Restate all the material verbatim, except for the pictures.

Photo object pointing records
━━━━
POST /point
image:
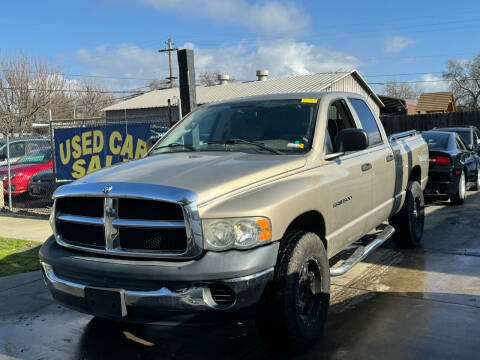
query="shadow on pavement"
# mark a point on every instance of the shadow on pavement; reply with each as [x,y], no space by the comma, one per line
[367,326]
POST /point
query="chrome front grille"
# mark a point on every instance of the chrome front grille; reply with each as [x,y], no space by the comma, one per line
[123,225]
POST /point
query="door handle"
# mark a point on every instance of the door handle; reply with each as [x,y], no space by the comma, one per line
[366,167]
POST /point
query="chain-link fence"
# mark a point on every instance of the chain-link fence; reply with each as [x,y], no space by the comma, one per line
[32,167]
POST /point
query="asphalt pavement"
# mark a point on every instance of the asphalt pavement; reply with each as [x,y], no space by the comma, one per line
[24,228]
[396,304]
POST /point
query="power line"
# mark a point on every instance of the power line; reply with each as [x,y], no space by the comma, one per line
[170,49]
[423,81]
[75,91]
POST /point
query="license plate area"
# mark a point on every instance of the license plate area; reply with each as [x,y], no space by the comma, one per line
[105,301]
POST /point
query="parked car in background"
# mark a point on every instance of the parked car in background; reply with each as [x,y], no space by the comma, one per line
[453,168]
[469,134]
[24,169]
[19,147]
[42,185]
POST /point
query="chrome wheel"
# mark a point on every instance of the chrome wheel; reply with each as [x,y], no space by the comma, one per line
[309,288]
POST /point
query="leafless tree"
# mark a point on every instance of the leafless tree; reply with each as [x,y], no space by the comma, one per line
[401,90]
[210,78]
[27,87]
[464,79]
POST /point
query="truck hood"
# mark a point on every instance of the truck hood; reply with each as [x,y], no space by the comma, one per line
[208,174]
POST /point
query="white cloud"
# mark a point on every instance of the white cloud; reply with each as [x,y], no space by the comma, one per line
[270,17]
[396,44]
[432,84]
[281,57]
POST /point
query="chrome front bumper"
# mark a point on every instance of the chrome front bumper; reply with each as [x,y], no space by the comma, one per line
[248,291]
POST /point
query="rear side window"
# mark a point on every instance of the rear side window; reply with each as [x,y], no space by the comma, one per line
[17,149]
[339,118]
[369,124]
[436,140]
[460,143]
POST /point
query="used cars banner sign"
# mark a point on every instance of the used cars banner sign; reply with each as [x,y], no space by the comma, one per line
[81,151]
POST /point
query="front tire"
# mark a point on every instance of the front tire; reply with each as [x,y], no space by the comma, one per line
[409,221]
[296,309]
[476,187]
[459,197]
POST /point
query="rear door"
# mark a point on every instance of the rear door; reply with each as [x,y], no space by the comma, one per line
[349,185]
[382,164]
[468,159]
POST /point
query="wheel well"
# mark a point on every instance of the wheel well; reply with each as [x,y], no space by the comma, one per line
[311,221]
[416,174]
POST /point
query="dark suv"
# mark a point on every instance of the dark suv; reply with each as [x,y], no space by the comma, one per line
[469,134]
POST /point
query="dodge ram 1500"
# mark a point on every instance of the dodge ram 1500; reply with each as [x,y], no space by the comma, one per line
[236,212]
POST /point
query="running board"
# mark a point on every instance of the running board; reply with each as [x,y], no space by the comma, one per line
[363,251]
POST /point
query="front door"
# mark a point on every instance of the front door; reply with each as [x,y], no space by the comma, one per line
[350,182]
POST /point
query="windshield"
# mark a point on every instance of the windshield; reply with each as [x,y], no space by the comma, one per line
[38,157]
[283,126]
[437,141]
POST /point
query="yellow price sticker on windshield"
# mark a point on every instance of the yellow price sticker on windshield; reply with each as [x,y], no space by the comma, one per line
[312,101]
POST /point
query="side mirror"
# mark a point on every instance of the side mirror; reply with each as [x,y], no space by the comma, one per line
[351,140]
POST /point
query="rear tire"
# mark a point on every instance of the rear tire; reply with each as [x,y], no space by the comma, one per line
[459,197]
[410,220]
[295,312]
[476,187]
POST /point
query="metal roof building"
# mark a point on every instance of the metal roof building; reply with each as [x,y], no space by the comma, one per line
[155,103]
[438,102]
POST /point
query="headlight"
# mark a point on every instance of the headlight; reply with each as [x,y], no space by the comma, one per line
[239,233]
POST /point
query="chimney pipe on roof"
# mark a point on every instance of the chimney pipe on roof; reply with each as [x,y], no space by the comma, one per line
[223,79]
[262,75]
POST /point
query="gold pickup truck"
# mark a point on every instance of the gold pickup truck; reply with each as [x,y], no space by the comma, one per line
[236,212]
━━━━
* [TASK ANSWER]
POST /point
image:
query="shadow on pavement"
# mark a point on every instance of the shadow on pavement; reply with each as [x,y], no space by the comma, one per line
[367,326]
POST /point
query="chrome front grille"
# mark a point on every instance of the chrome front grille; reply with each as [x,y], no space by the comma, one per line
[123,225]
POST /point
query="door handle"
# mark a point on every instance of the door handle; reply with each as [x,y], no space by the comma, one per line
[366,167]
POST /point
query="chain-link fence"
# mark a point on every instance of the chain-link fence; reply with each as [x,y], no space by the comma, one per line
[32,167]
POST /point
query="asphalt pavement"
# mark a point on every instance of the asphalt pavement; reply with each as [x,y], no space by the comma, one per line
[24,228]
[396,304]
POST /point
query="power line"
# mark a point on every instance of the power line; reply with each as [x,y], no space by the comma, one per line
[170,49]
[423,81]
[75,91]
POST /point
query="license plate area"
# mark a point on every instance of the license plate area; reply with each as [x,y], no space by the comma, one per line
[105,301]
POST /point
query="parked car in background"
# mark a point on every instance of the parked car in background; reply with each as [x,y], no space by the comma, one per line
[453,168]
[469,134]
[24,169]
[19,147]
[42,185]
POST /point
query="chrome wheel"
# mark a point on every instance of the chrome wheel; reply with each as [x,y], no space by the comma, one per line
[309,288]
POST /point
query="leafless tree"
# mark a point on every instance of the leafless tree; reply with each as [x,y], no space by the comma, one per line
[401,90]
[210,78]
[27,87]
[464,79]
POST /point
query="truck hood"
# mark a point on every instance of the truck hood; reply with each as [x,y], no space by the comma, one per line
[208,174]
POST /point
query="white cloud"
# mark a point on every instance of the white cloud; reply with each as [x,y], no space by the comma, one per line
[270,17]
[396,44]
[432,84]
[281,57]
POST /point
query="chrome front bumper"
# mark a point on every instance of the chrome front bumper; reply with each as [x,y], no space by the comma, one per line
[248,291]
POST /point
query="rear side window"
# mark a point on every instance of the rear side window; reply with each as [x,y], no space by the comma, one per line
[17,149]
[339,118]
[369,124]
[436,140]
[460,143]
POST /point
query="used cars banner sign"
# mark a point on every instance of the used cars banner sign; reply with each as [x,y], no space by the comma, one per line
[81,151]
POST /point
query="front tire"
# mark a point on every instance of the front tire; reply with each as [x,y], no space by the comma, one per line
[409,221]
[296,309]
[476,187]
[459,197]
POST /point
query="rear door"
# mark a point on every instance of the rear door; reply with each as [x,y], no space by the comma, one per line
[349,185]
[382,164]
[468,159]
POST /point
query="wheel well"
# mark a point on every instance of the wheel well; reply with each as [x,y], no space by the comma, one per line
[311,221]
[416,174]
POST /point
query="dark suv"
# mark a point on every instance of the dark suv; reply with each as [x,y], no space by the comma, one per line
[469,134]
POST /point
query="dodge ram 1500"
# mark a point on every instance of the dodge ram 1500; reply with each as [x,y], no space by the comma, one per line
[236,212]
POST /point
query="running board"
# mark a point on every instance of the running board; reply with each as [x,y], no space by the comma, one per line
[363,251]
POST /point
query="front door"
# mark a point on every instance of the front door; reply with each as [x,y], no space by the comma, one per line
[350,182]
POST /point
query="windshield"
# mark a point on every instance of the windshield; reply with each as [x,y], no space by the comma, one per line
[38,157]
[283,126]
[437,141]
POST /point
query="yellow price sticker on windshield"
# mark a point on every instance of the yellow price sticker on windshield; reply with each as [x,y], no space by the comma, one per line
[312,101]
POST /point
query="side mirror"
# mark a point on every instance of the side mirror; reply with each as [x,y], no space by the comma, one per line
[351,140]
POST /point
query="rear tire"
# mark a point on every instance of the rear tire; reply with each as [x,y], no space by the comma, one per line
[459,197]
[410,220]
[295,312]
[476,187]
POST /point
query="metal roof building"
# mark a point on every instance of the metal roof building; reply with each as [x,y], no space by the comma, one per line
[155,103]
[438,102]
POST /point
query="headlight"
# mark a point on every instance of the headlight; reply with each as [x,y], no space by the comma, one per line
[239,233]
POST /point
query="chimney pipe on roof"
# mark a point on every instance of the chimney pipe on roof; reply with each as [x,y], no space by the comma, one per line
[223,79]
[262,75]
POST /point
query="gold pickup truck"
# mark a point on every instance of the gold pickup truck; reply with each as [x,y], no space by the comma, one per line
[236,212]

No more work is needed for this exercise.